▶ [WHAT YOU NEED TO DO] Write every entry out again exactly, please, and skip the pictures.

▶ [PROVIDED DATA]

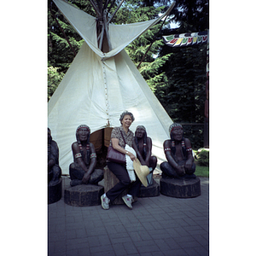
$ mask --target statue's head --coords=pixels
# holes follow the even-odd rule
[[[183,139],[183,128],[180,124],[173,123],[171,125],[169,132],[172,140],[181,141]]]
[[[124,111],[121,113],[120,118],[119,118],[119,121],[120,121],[121,125],[123,125],[122,121],[123,121],[123,119],[124,119],[124,118],[125,118],[125,115],[130,115],[131,116],[131,123],[135,120],[135,118],[134,118],[133,114],[131,112],[129,112],[129,111]]]
[[[88,144],[90,142],[90,129],[88,125],[79,125],[76,131],[76,138],[79,144],[80,144],[82,142],[86,143],[86,144]]]
[[[135,137],[137,138],[147,138],[146,128],[143,125],[137,125],[135,131]]]

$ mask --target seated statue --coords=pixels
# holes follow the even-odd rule
[[[59,148],[53,141],[50,130],[48,128],[48,183],[49,185],[56,184],[61,176],[59,166]]]
[[[142,166],[147,166],[149,174],[147,176],[148,186],[153,184],[153,171],[156,167],[157,158],[152,154],[152,140],[147,137],[146,128],[138,125],[136,128],[135,137],[133,137],[132,148],[136,151],[137,157]]]
[[[190,141],[183,137],[183,129],[179,124],[170,125],[171,140],[164,142],[167,161],[160,164],[162,177],[195,178],[195,164]]]
[[[90,143],[90,130],[85,125],[76,131],[77,142],[72,144],[73,163],[69,166],[70,185],[96,184],[103,179],[103,170],[96,169],[96,154]]]

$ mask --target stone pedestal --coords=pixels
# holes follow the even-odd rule
[[[155,180],[153,180],[151,186],[144,187],[141,186],[138,197],[153,197],[160,195],[160,185]]]
[[[200,178],[182,180],[177,178],[163,178],[160,180],[160,193],[177,198],[191,198],[201,195]]]
[[[119,180],[116,176],[108,169],[108,166],[104,167],[104,188],[105,193],[117,184]],[[113,202],[112,205],[124,205],[125,202],[122,200],[122,196],[127,195],[128,189],[125,189],[121,195],[119,195]],[[134,202],[137,201],[137,198],[135,197]]]
[[[103,186],[81,184],[66,189],[64,191],[64,201],[73,207],[98,206],[102,203],[101,196],[103,194]]]
[[[55,185],[48,184],[48,204],[58,201],[61,198],[62,192],[62,178]]]

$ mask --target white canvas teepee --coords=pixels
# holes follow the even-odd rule
[[[109,24],[112,49],[103,53],[97,47],[96,18],[62,0],[54,2],[85,41],[48,106],[48,126],[60,148],[62,173],[68,174],[73,162],[71,145],[76,141],[76,128],[89,125],[91,143],[97,144],[102,135],[93,137],[94,132],[120,125],[125,110],[135,117],[131,131],[139,125],[146,127],[158,164],[166,160],[163,142],[170,137],[172,121],[124,49],[163,16],[135,24]],[[108,143],[105,138],[107,146]]]

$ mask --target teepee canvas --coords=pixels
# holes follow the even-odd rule
[[[120,125],[119,116],[125,110],[135,117],[130,128],[132,131],[139,125],[146,127],[152,138],[153,154],[160,164],[166,160],[163,143],[169,138],[172,121],[124,49],[172,7],[159,19],[148,21],[129,25],[105,22],[108,51],[103,52],[98,46],[101,38],[96,19],[65,1],[54,2],[84,39],[48,105],[48,126],[60,148],[62,173],[68,174],[73,162],[71,145],[76,141],[76,128],[89,125],[96,148],[101,147],[102,136],[108,147],[111,128]]]

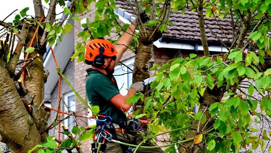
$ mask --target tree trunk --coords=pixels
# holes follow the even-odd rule
[[[222,86],[222,87],[223,86]],[[216,86],[215,86],[212,90],[211,90],[208,87],[206,88],[205,91],[204,91],[202,97],[201,99],[200,99],[200,105],[199,110],[201,110],[202,112],[204,112],[204,114],[206,116],[207,121],[208,121],[211,118],[211,114],[208,109],[210,106],[216,102],[220,101],[221,100],[221,98],[225,92],[225,91],[224,88],[222,87],[218,88]],[[204,112],[205,111],[205,112]],[[185,139],[193,137],[199,134],[197,132],[199,121],[198,120],[195,120],[194,122],[191,129],[186,136]],[[206,130],[212,125],[213,123],[212,121],[209,121],[208,123],[208,125],[206,126],[205,126],[205,124],[207,123],[207,122],[203,124],[200,123],[199,128],[199,132],[200,132],[202,131],[205,126],[204,129]],[[193,143],[193,141],[191,141],[183,143],[183,144],[187,148],[189,149],[192,146]],[[180,153],[188,152],[185,149],[181,146],[179,148],[178,150]]]
[[[2,62],[0,72],[0,134],[12,152],[27,152],[42,143],[40,135]]]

▶ [OUTPUT OF THE TASK]
$ mask --target statue's head --coords=pixels
# holes follow the even-odd rule
[[[183,139],[183,128],[180,124],[173,123],[171,125],[169,132],[172,140],[181,141]]]
[[[124,111],[121,113],[120,118],[119,118],[119,121],[120,121],[121,125],[123,125],[122,121],[123,121],[123,119],[124,119],[124,118],[125,118],[125,115],[130,115],[131,116],[131,123],[135,120],[135,118],[134,118],[133,114],[131,112],[129,112],[129,111]]]
[[[88,144],[90,142],[90,129],[88,125],[79,125],[76,131],[76,138],[79,144],[80,144],[82,142],[86,143],[86,144]]]
[[[135,137],[137,138],[147,138],[146,128],[143,125],[137,125],[135,131]]]

$ mask --target seated statue --coords=pixels
# holes follow the even-odd rule
[[[59,148],[53,141],[50,130],[48,128],[48,183],[49,185],[56,184],[61,176],[59,166]]]
[[[142,166],[147,166],[149,174],[147,176],[148,186],[153,184],[153,171],[156,167],[157,158],[152,154],[152,140],[147,137],[146,128],[138,125],[136,128],[135,137],[133,137],[132,148],[136,151],[137,157]]]
[[[190,141],[183,137],[183,129],[179,124],[170,125],[171,140],[164,142],[167,161],[160,164],[162,177],[195,178],[195,164]]]
[[[90,143],[90,130],[85,125],[76,131],[77,142],[72,144],[73,163],[69,166],[70,185],[96,184],[103,179],[103,170],[96,169],[96,154]]]

$ mask --target stone pedestal --coords=pixels
# holes follow the even-odd rule
[[[155,180],[153,180],[151,186],[144,187],[141,186],[138,197],[153,197],[160,195],[160,185]]]
[[[200,178],[182,180],[177,178],[163,178],[160,180],[160,193],[177,198],[191,198],[201,195]]]
[[[119,180],[116,176],[108,169],[108,166],[104,167],[104,188],[105,193],[117,184]],[[113,202],[112,205],[124,205],[125,202],[122,200],[122,196],[127,195],[128,189],[125,189],[121,195],[119,195]],[[134,202],[137,201],[137,198],[135,197]]]
[[[103,186],[81,184],[66,189],[64,191],[64,201],[73,207],[98,206],[102,203],[101,196],[103,194]]]
[[[55,185],[48,184],[48,204],[58,201],[61,198],[62,192],[62,178]]]

$ mask --target white canvas teepee --coords=pixels
# holes follow the even-odd rule
[[[109,24],[112,49],[103,53],[97,47],[96,18],[62,0],[54,2],[85,41],[48,106],[48,126],[60,148],[62,173],[68,174],[73,162],[71,145],[76,141],[76,128],[89,125],[91,143],[97,144],[102,135],[93,137],[94,132],[120,125],[125,110],[135,117],[131,131],[139,125],[146,127],[158,164],[166,160],[163,142],[170,137],[172,121],[124,49],[163,16],[135,24]],[[108,143],[105,138],[107,146]]]

$ mask --target teepee canvas --coords=pixels
# holes follow the even-odd rule
[[[120,125],[119,116],[125,110],[135,117],[130,128],[132,131],[139,125],[146,127],[152,138],[153,154],[160,164],[166,160],[163,143],[169,138],[172,121],[124,49],[172,7],[159,19],[148,21],[129,25],[105,22],[108,51],[103,52],[98,46],[101,38],[96,19],[65,1],[54,2],[84,39],[48,105],[48,126],[60,148],[62,173],[68,174],[73,162],[71,145],[76,141],[76,128],[89,125],[96,148],[101,147],[102,136],[108,147],[111,128]]]

$ mask --target tree trunk --coords=pixels
# holes follow the even-odd rule
[[[222,86],[222,87],[223,86]],[[216,86],[215,86],[212,90],[211,90],[208,87],[206,88],[205,91],[204,91],[202,97],[201,99],[200,99],[200,105],[199,110],[201,110],[202,112],[204,112],[204,114],[206,116],[207,121],[208,121],[211,118],[211,114],[208,109],[210,106],[216,102],[220,101],[221,100],[221,98],[225,92],[225,91],[224,88],[222,87],[218,88]],[[204,112],[205,111],[205,112]],[[185,139],[193,137],[199,134],[197,132],[199,121],[198,120],[195,120],[194,122],[191,129],[186,136]],[[206,130],[212,125],[213,123],[212,121],[209,121],[208,123],[208,125],[206,126],[205,126],[205,124],[207,123],[207,122],[203,124],[200,123],[199,128],[199,132],[200,132],[202,131],[205,126],[204,129]],[[193,143],[193,141],[191,141],[183,143],[183,144],[187,148],[189,149],[192,146]],[[180,153],[188,152],[185,149],[181,146],[179,148],[178,150]]]
[[[2,62],[0,72],[0,134],[12,152],[27,152],[42,143],[40,135]]]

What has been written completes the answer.